:: Input ::
--- START ---

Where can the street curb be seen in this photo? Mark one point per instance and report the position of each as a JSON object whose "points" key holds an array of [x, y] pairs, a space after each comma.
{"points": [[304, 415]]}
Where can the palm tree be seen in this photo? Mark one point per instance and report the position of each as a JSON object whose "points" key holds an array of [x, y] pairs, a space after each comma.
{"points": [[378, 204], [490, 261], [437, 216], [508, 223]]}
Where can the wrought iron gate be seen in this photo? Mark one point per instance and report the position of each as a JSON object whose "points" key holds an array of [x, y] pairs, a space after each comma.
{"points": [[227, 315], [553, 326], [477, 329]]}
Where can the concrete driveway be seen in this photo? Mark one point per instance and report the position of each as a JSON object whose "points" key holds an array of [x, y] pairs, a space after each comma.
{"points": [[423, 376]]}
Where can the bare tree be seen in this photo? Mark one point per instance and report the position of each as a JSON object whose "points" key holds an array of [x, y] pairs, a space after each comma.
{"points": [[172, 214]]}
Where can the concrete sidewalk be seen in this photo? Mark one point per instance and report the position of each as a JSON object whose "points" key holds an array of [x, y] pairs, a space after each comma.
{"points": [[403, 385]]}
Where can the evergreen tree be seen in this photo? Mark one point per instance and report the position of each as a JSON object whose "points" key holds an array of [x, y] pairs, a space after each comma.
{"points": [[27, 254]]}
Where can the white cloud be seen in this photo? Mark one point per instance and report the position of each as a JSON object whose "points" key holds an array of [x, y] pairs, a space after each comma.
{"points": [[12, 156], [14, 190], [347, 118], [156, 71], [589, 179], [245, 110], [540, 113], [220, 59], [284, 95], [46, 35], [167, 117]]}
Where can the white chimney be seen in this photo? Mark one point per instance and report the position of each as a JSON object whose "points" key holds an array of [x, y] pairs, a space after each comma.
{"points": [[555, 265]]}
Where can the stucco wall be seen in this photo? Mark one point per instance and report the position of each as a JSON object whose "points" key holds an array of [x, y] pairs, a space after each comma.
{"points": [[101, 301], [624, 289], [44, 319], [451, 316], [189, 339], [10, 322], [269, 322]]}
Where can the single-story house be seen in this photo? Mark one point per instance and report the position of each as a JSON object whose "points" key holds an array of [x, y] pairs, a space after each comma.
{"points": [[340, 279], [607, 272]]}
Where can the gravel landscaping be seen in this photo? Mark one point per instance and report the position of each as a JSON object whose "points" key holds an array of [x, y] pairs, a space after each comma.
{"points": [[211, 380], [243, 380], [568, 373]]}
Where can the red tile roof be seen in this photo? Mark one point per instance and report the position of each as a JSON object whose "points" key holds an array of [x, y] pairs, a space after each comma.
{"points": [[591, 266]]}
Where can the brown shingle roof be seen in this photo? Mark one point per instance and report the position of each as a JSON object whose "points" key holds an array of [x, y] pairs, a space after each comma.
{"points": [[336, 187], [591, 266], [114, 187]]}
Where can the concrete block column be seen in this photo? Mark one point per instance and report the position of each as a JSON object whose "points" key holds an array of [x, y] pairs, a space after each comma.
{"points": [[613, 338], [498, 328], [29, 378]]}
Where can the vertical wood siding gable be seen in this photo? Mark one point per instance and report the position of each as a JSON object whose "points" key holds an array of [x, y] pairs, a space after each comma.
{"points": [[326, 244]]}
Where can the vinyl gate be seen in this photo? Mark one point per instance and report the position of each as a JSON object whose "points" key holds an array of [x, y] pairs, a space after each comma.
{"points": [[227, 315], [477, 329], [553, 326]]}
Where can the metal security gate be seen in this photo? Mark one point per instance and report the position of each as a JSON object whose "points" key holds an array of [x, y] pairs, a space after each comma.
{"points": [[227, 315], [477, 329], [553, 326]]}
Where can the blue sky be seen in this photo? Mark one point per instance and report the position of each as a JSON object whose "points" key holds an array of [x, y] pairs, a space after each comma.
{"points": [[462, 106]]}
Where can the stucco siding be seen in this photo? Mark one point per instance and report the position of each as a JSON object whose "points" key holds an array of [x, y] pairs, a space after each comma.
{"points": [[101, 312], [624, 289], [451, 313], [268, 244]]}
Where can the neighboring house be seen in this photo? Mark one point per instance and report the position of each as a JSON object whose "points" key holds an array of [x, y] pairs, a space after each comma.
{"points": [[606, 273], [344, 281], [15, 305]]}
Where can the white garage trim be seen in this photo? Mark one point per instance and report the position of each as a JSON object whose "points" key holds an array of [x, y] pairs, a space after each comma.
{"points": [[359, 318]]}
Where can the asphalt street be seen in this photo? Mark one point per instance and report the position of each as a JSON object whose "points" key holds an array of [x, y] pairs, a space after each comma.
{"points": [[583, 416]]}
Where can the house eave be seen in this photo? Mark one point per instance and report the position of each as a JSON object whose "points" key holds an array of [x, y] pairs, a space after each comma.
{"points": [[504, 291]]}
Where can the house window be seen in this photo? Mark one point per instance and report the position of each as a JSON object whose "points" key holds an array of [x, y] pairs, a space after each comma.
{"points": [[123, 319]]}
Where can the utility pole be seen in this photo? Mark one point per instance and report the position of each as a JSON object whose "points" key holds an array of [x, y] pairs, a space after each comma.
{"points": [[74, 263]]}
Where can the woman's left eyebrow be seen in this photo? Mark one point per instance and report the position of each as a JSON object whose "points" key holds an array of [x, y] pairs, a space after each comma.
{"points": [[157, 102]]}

--- END ---

:: How to complete this task ::
Each line from the one with "Where can the utility" to the end of the material should be duplicated exactly, and no other line.

:: Completed exercise ::
Where can the utility pole be seen in this photo? Mark one point per instance and report the position of each as a JSON object whose "points" key holds an array of [x, y] pairs, a space after each comma.
{"points": [[74, 263]]}
Where can the woman's left eyebrow be seen in this photo? Mark one point per instance and report the position of each as a JSON object whose "points" key holds an array of [x, y] pairs, a space after each comma.
{"points": [[157, 102]]}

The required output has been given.